Data for the task:
>>>>>

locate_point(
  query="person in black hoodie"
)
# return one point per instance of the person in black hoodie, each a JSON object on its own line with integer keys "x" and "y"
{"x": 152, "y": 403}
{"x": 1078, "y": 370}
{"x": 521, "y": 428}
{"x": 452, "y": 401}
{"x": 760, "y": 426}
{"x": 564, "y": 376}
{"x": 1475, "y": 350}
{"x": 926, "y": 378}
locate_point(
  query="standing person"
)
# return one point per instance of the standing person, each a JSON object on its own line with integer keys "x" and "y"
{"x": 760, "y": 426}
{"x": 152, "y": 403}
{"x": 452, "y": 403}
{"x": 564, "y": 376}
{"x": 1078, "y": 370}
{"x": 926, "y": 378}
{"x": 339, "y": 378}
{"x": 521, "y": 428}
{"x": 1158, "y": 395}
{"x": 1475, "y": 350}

<<<<<
>>>>>

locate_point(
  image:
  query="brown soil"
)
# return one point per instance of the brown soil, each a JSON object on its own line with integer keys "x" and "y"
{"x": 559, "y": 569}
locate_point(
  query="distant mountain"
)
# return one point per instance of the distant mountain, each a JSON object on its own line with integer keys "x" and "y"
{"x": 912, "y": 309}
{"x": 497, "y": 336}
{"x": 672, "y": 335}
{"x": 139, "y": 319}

<<<<<

State how many lines of the records above contain the string "person". Give only the number.

The response: 4